— Start of RECORDED DATA —

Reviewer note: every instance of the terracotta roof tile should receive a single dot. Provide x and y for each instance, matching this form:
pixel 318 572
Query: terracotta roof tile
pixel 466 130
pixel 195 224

— End of RECORDED DATA —

Please render the data above as a JSON list of strings, one string per line, with blank lines left out.

[
  "Reviewer note: every instance of the terracotta roof tile should receive a single dot. Provide x and y for each instance, matching this form:",
  "pixel 318 572",
  "Query: terracotta roof tile",
  "pixel 466 130",
  "pixel 195 224"
]